* TASK DETAILS
Line by line, print the records exactly as they are, dropping the pictures.

(Image-grounded pointing data)
══════════

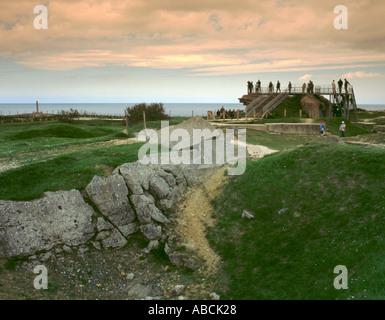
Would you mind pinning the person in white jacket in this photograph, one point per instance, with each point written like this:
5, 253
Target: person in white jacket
343, 128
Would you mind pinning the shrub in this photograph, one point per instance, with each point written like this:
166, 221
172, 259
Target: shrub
154, 111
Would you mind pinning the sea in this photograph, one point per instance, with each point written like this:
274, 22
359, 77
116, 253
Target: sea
117, 109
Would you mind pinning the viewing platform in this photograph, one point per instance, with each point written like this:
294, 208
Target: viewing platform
264, 100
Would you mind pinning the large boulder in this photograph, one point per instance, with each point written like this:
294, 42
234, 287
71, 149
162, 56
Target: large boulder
110, 195
57, 219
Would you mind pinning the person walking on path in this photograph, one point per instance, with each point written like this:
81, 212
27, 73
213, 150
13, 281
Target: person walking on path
343, 128
346, 82
322, 128
278, 86
340, 83
258, 86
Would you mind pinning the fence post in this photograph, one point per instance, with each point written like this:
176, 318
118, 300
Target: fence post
126, 119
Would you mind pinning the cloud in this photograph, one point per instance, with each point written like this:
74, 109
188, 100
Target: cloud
362, 75
305, 77
198, 35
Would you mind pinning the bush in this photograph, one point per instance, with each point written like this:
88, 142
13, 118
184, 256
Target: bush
154, 111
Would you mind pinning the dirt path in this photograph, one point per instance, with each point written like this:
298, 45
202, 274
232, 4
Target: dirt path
194, 216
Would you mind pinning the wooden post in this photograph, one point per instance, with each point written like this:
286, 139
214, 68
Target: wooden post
126, 119
144, 119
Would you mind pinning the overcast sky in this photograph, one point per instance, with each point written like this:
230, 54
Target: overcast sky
186, 51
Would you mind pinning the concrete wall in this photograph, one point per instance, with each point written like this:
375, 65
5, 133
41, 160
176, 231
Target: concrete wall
285, 128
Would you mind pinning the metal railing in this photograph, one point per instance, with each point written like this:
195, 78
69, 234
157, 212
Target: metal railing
298, 89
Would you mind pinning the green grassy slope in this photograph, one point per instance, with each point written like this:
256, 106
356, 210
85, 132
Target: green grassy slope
315, 207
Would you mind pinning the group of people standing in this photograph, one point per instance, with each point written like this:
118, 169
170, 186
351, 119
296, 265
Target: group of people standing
250, 86
340, 83
309, 87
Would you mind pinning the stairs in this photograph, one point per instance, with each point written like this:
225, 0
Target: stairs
266, 103
354, 105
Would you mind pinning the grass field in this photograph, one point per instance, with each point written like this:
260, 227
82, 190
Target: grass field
315, 207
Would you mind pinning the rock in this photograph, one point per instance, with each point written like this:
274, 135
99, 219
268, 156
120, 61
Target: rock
178, 289
129, 229
130, 276
156, 214
151, 231
139, 291
102, 224
159, 187
110, 195
58, 218
141, 203
191, 264
112, 239
153, 245
136, 175
247, 214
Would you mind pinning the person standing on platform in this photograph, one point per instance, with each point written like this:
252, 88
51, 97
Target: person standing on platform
346, 82
278, 86
343, 128
340, 83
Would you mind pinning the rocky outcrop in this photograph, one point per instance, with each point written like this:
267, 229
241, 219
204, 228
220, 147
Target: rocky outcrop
134, 198
57, 219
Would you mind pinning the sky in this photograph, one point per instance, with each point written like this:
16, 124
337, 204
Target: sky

══════════

* TASK SOLUTION
Would you mind pinning the person in white jacket in this photograph, one point per instance, with each point written like this:
5, 253
Target: person in white jacket
343, 128
Would you mind pinning the shrub in this photograph, one point per instance, with each point written like this:
166, 221
172, 259
Target: shrub
154, 111
Would you mind pinning the sea in this photograph, one point per instance, with each point written like this:
274, 22
359, 77
116, 253
Target: sea
117, 109
Would you mind pinning the viewing platform in this photograph, one point per instance, with each point written like this:
294, 208
Target: viewing platform
264, 100
Would you mind pinning the large boulder in this photograph, one point per instance, with each point written like this:
294, 42
234, 287
71, 149
162, 56
Target: large boulder
110, 195
57, 219
Would you mind pinning the person walking on path in this photograph, one point per instance, with each point written like this:
81, 212
27, 73
213, 150
13, 281
Target: person walking on path
343, 128
346, 82
322, 128
278, 86
340, 83
258, 86
Would you mind pinning the fence post in this photograph, one point per instance, with each point written like this:
176, 318
118, 300
Target: fence post
126, 119
Would you mind pinning the cloud in this photograph, one point per instance, with each point written like this:
74, 109
188, 100
Target: cloud
362, 75
305, 77
198, 35
Would you mind pinning the bush in this photograph, one point per instance, with each point written like this:
88, 142
13, 118
184, 256
Target: bush
154, 111
Would you mind pinning the dirt path in this photograph, one point per instance, with each point written like this:
298, 45
202, 274
232, 4
Target: dirt path
194, 216
Would you mind pinning the wooden post in this photograph, one point per instance, with each point written like this:
286, 139
214, 68
Target: wooden post
126, 119
144, 119
Would you mind pinning the overcast sky in this photograph, one point per instance, with each point written like this:
230, 54
Target: overcast sky
186, 51
Would you mind pinning the concrete wall in this photograph, one point per instance, with each point written like this:
375, 65
5, 133
41, 160
176, 231
Target: concrete wall
285, 128
Would you mind pinning the metal railing in this photograph, one point per instance, with each point written like this:
195, 78
69, 234
157, 212
Target: metal railing
298, 89
Would you mind pinning the green grassy slope in this photograph, one point per instance, with each point written like this:
256, 106
356, 210
85, 132
Target: green grassy slope
315, 207
Would you mind pinning the group of people standing in this photograph, one point per instance, with each point written like this:
118, 169
170, 186
351, 119
296, 265
Target: group of people standing
250, 86
340, 83
309, 87
Would you mind pinning the stairs in this photograph, one point per instance, with each point written like this:
225, 0
Target: stairs
266, 103
354, 105
Would you mind pinning the grass field in this photograph, one point per instance, with each point written like this:
260, 227
82, 190
Target: grass field
315, 207
Would you mind pinning the rock in this photograph, one point per instance, with each point written like this:
274, 135
99, 219
268, 156
120, 61
Target: rock
178, 289
129, 229
130, 276
156, 214
151, 231
139, 291
102, 224
159, 187
110, 195
58, 218
141, 203
191, 264
112, 239
153, 245
136, 175
247, 214
Would you mind pinning the person standing on platform in this photograph, one point per instance, with each point written like this:
252, 88
51, 97
Target: person standing on platform
346, 82
278, 86
343, 128
340, 83
Would you mind pinning the rocky outcrop in this photograph, one point per instance, with each point written like this:
267, 229
241, 219
204, 228
220, 147
Target: rocky outcrop
134, 198
57, 219
Would you mind pinning the sky in this photograph, one point per instance, with each point written like this:
16, 124
337, 204
Target: sky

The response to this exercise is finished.